▸ **EXERCISE INSTRUCTIONS**:
Begin at the line bearing "Spot the green". Transcribe it and all subsequent lines of the material below exactly, and nothing more.

▸ **EXTRACTED MATERIAL**:
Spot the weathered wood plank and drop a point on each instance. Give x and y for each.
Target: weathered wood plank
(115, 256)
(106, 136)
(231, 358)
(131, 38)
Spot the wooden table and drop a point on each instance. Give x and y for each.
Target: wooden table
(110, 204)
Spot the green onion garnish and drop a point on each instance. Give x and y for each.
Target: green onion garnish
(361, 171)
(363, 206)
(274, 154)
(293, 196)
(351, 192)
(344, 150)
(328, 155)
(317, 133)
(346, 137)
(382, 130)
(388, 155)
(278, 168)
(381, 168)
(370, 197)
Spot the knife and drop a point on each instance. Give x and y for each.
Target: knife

▸ **TASK OUTPUT**:
Spot the green onion garnish and drop a point on each instance. Give x and y for each.
Target: green onion garnish
(361, 171)
(363, 206)
(274, 154)
(293, 196)
(351, 192)
(344, 150)
(328, 155)
(317, 133)
(346, 137)
(382, 130)
(388, 155)
(278, 168)
(381, 168)
(370, 197)
Spot the knife and drop a point on each instance. Give x and y for each.
Target: knife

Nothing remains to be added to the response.